> EXERCISE AIM:
Render the rows from the line containing "Where can you see the wooden beam?" through the last row as a JSON list of strings, with one string per line and blank lines omitted.

> SOURCE MATERIAL:

══════════

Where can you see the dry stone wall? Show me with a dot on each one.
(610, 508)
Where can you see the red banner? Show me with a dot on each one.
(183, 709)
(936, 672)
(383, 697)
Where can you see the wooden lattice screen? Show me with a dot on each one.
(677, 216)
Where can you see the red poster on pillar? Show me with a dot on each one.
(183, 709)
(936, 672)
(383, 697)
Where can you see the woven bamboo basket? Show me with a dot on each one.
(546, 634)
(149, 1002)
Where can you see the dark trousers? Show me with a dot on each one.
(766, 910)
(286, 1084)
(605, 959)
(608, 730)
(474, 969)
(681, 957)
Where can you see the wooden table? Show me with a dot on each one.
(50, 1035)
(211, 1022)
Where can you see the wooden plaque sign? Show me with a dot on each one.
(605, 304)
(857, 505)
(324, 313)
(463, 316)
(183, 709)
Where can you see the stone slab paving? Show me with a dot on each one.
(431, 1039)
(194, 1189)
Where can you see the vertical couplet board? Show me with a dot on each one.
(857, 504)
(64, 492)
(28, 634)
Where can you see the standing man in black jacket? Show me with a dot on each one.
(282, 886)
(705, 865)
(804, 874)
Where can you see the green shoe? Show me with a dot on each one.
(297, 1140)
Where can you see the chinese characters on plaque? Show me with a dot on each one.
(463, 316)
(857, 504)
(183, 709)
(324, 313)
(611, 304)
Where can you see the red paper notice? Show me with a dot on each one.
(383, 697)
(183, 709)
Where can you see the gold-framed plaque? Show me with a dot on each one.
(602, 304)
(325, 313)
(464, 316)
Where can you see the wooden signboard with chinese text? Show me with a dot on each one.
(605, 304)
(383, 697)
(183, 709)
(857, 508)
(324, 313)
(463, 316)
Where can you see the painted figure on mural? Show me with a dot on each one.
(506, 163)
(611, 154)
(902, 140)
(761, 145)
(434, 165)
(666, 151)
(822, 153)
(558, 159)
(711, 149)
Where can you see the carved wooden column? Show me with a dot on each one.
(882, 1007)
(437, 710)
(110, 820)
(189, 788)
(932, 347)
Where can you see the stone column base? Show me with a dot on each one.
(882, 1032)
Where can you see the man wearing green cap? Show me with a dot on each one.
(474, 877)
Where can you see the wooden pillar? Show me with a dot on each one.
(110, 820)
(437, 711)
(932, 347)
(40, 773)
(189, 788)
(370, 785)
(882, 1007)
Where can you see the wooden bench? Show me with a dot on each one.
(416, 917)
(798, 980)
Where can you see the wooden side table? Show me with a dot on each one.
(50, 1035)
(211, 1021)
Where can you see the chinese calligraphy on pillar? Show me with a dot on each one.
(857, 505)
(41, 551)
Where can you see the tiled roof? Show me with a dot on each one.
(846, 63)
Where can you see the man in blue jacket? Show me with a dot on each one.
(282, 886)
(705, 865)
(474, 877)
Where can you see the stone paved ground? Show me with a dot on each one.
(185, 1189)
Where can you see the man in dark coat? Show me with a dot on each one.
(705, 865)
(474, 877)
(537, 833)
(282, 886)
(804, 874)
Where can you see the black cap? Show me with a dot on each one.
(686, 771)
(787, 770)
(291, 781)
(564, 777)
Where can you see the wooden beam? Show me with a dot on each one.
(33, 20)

══════════

> FINISHED TASK:
[
  "Where can you see the wooden beam? Show me with a dot on each one.",
  "(33, 20)"
]